■ Required task 1
In the text on taking responsibility, what did the billionaire care about instead of pedigree or resume?
■ Required task 2
Repeat the passage on taking responsibility between "The more self-aware" and "responsible we are.", inclusive, swapping "self-aware" for "self-reflective".

■ Provided text
-----

Will you take responsibility for your music career, or let excuses define your path? You have a choice.
There’s a story I once heard from a business coach. The coach was talking to his billionaire friend one day, he was endorsing another friend’s resume to the billionaire saying, “He has a Master’s degree from this amazing institution, he comes from this family, and blah, blah, blah”.
The billionaire responded: “Yes, but is he worth a damn?”
The billionaire didn’t care about his pedigree or resume or what he looked like on paper, he cared about his trustworthiness and common sense. In other words, what kind of responsible is this person?
The more self-aware you become, the more capable you are because you understand your strengths and weaknesses and can craft your life around these realities – at least to a point. You can also strengthen and deepen your character when you’re aware of your weaknesses and you take action to improve yourself.
When we’re not self-aware, we are probably bullshitting ourselves by creating fictional stories and deluding ourselves about what kind of responsible we are.
“What kind of responsible?” you ask. Yes.
There are three kinds of responsible.
1. Responsible (for real). Responsible people work hard, follow up, do what they say they’re going to do, and take care of business in every aspect of their lives.
2. Irresponsible. This is the opposite of responsible. We all have at least one irresponsible friend, the one who’s a hot sloppy mess. They’re always late, partying all the time, and they don’t do much of anything. Know anyone who fits this description?
Irresponsible people fail at functional reality and don’t find happiness or success mostly because they’re not willing to work for it. Sometimes it seems like they find happiness, it might even look like they do, but they don’t. This is that friend you have whose Facebook page is a complete fantasy – at least in relation to their actual life.
The definition of happiness is different for each individual, which means you have to work to find what it means for you. Otherwise, you’re just crafting your life to a societal cookie cutter. Society may respond with acceptance, but are you truly happy?
So that’s two kinds of responsible. Can you guess what the third kind of responsible is?
3. NON-responsible. What’s that you say? Non-responsible? These are the people who think they’re responsible but get nothing done, and if you ask them, they’ll tell you it’s not their fault.
Non-responsible people have an excuse for everything. Know someone like this?
Practice “no excuses”

-----

■ Data
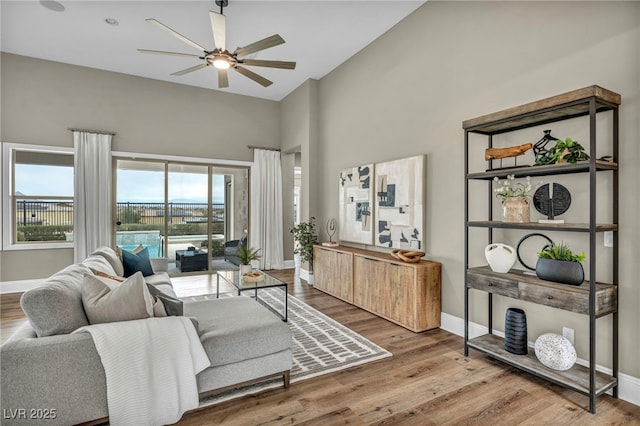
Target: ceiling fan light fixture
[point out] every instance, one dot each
(221, 63)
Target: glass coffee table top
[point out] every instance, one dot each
(235, 278)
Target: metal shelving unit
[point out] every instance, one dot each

-----

■ Correct answer 1
Trustworthiness and common sense.

■ Correct answer 2
The more self-reflective you become, the more capable you are because you understand your strengths and weaknesses and can craft your life around these realities – at least to a point. You can also strengthen and deepen your character when you’re aware of your weaknesses and you take action to improve yourself.
When we’re not self-reflective, we are probably bullshitting ourselves by creating fictional stories and deluding ourselves about what kind of responsible we are.